_GIVEN PROBLEM_. Can you set down, word for word, everything in the forum thread about running Renoise on FreeBSD from "You may want" down to "sound as above."?

+++ EXCERPT PROVIDED

# Any Renoise Interest?



## macbias (May 25, 2009)

Hi
I have been trying to see if i can get linux renoise running on fbsd for a while to no avail on 7.x, but recently installed 8-0 snapshot 200905 and just got a bit further, but wondering if anyone else interested or have some more insight. 

The story so far :
The package comes with an installer script which i just edited the install destinations in it to try /usr/local/bin or under compat/linux (but seems it gives same results if run from the untarred folder in my home), and i installed audio/linux-alsa-lib.

On 7.x the app would fail complaining that i don't have an SSE2 cpu, even though i do, and had emailed the renoise support team asking for info on how renoise checks for this to  shed some light, but they just replied that renoise is not supported on fbsd. I assumed it needed to look for cpuinfo in linproc but was looking in /proc instead, but i just let it be.

on 8.0-current (and linux_base-fc4) it got past that SSE problem but failed with a "relaytool stub call yada yada regarding linfontconfig.x...."; but since starting this post i updated base-fc4 to base-f10 and it loaded fine, only complaining that alsa driver not available, so sound will be disabled.

under preferences there is an option to select either alsa or jack as sound output, but when selecting jack ( and jack running beforehand with qjackctl) it complains that libjack.so.xxxx is not available.

That's it for me for today, but wondering if this will need fbsd jack libs in the right place for renoise to find, or linux jack libs installed.

if anyone has it running already or gets somewhere, please can you fill me in.(cross-posted freebsd-multimedia && @freebsd.forums.org )

thanks and regards.

p.s. I used both renoise demo 2.0 and renoise demo 2.1 rc1 (latest on their site)


----------



## phoenix (May 25, 2009)

You may want to try installing linux_base-f8 (Fedora 8 compat) and set compat.linux.osrelease=2.6.16 in /etc/sysctl.conf.  That will get a more current version of linux compat.


----------



## macbias (May 25, 2009)

i have that already in sysctl, and on your advice i deinstalled all linux ports and base-f10 and installed everything with base-f8. i left f10 earlier because it saw i still installed f8 stuff. anyway renoise is running better now, loads faster and exits properly, but still same problem with sound as above.

i will have to dig deeper later on, unless someone finds a solution or has it running already.

thanks for now man


----------



## ckeen (Mar 29, 2010)

I bought renoise some time ago, and now that i moved to FreeBSD i would like to use it here because it's a really valid program...
I installed it (renoise-2.5.0) in my /usr/local, by modifying the installation script as needed. It does start up well but i can't figure out how to solve the "no sound" issue.

For now i tried cpio'ing a jack-audio-connection-kit from fc10 inside my /compat/linux, unsuccessfully. 
I haven't found an easy way to emulate an alsa device for renoise and i think (hope) it would be easier to make it work by using jack... Maybe by using jackd from compat/linux? Haven't tried.

It's a mess that Renoise hasn't got OSS support, as it would make it easier to run it (or actually USE it) on FreeBSD (and maybe other *nixes), maybe they read the all-caps DEPRECATED word in the linux kernel config...). Does someone know what is the hardness in making an application OSS-aware?

Cheers


----------

++++++
+++ ENTRIES PROVIDED

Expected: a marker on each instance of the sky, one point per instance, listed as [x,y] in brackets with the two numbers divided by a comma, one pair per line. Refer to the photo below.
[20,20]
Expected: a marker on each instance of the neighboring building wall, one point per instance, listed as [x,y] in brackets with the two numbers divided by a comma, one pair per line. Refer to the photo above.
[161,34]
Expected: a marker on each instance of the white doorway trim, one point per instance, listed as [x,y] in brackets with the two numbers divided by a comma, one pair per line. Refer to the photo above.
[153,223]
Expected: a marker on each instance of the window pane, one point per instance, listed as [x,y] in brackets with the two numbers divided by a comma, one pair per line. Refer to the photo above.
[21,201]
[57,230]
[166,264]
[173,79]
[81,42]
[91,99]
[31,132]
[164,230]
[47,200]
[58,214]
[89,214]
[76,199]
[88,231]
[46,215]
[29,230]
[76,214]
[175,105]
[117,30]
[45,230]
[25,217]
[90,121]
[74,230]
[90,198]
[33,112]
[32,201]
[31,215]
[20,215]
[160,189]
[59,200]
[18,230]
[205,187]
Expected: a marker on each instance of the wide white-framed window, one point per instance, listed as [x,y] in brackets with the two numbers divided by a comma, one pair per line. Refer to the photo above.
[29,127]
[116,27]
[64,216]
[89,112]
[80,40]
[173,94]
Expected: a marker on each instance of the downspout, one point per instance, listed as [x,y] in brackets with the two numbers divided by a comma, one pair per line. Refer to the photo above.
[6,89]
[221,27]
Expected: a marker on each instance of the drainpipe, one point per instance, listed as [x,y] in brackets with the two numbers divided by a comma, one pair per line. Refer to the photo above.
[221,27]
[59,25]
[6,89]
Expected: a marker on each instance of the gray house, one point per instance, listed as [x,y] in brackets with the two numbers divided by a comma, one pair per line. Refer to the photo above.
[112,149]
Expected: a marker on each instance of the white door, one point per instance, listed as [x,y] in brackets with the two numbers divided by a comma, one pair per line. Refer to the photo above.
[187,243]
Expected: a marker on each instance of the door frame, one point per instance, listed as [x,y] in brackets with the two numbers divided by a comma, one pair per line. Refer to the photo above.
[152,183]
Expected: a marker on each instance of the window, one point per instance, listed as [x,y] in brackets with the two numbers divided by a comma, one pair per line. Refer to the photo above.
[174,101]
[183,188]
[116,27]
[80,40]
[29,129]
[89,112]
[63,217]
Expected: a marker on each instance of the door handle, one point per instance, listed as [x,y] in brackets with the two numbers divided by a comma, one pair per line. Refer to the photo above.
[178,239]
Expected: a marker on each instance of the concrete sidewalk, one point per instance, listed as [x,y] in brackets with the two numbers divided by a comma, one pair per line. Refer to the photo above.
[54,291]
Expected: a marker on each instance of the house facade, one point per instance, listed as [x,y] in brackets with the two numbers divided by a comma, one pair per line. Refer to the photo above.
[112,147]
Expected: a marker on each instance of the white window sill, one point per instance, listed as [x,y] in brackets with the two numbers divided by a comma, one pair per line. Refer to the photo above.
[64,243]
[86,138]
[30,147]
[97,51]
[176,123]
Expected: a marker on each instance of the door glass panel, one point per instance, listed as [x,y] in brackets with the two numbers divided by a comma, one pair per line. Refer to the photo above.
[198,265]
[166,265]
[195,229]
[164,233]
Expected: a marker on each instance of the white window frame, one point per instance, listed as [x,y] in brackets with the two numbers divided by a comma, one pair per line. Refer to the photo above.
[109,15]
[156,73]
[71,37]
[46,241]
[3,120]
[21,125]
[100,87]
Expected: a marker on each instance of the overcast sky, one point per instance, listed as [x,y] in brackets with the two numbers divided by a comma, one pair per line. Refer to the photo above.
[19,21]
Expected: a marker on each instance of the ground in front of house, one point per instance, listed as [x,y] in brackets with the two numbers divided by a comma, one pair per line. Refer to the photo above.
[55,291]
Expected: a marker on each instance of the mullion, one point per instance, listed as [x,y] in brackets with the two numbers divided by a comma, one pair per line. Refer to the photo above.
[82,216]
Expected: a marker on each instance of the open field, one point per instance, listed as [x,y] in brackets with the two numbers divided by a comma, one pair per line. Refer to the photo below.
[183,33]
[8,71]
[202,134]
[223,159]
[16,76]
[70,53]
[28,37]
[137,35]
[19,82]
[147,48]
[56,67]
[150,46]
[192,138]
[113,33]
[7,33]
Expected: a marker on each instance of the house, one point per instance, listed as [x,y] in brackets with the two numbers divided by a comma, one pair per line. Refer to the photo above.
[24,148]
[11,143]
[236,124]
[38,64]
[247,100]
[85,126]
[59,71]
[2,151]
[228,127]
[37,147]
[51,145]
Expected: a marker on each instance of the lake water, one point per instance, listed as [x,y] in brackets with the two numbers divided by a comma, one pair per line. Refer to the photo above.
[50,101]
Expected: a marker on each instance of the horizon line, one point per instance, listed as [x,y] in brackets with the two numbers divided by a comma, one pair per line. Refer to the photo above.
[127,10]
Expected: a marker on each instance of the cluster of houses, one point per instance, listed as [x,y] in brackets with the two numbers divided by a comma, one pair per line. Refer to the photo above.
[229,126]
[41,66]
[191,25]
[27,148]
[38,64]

++++++

_EXERCISE RESULT_.
You may want to try installing linux_base-f8 (Fedora 8 compat) and set compat.linux.osrelease=2.6.16 in /etc/sysctl.conf.  That will get a more current version of linux compat.


----------



## macbias (May 25, 2009)

i have that already in sysctl, and on your advice i deinstalled all linux ports and base-f10 and installed everything with base-f8. i left f10 earlier because it saw i still installed f8 stuff. anyway renoise is running better now, loads faster and exits properly, but still same problem with sound as above.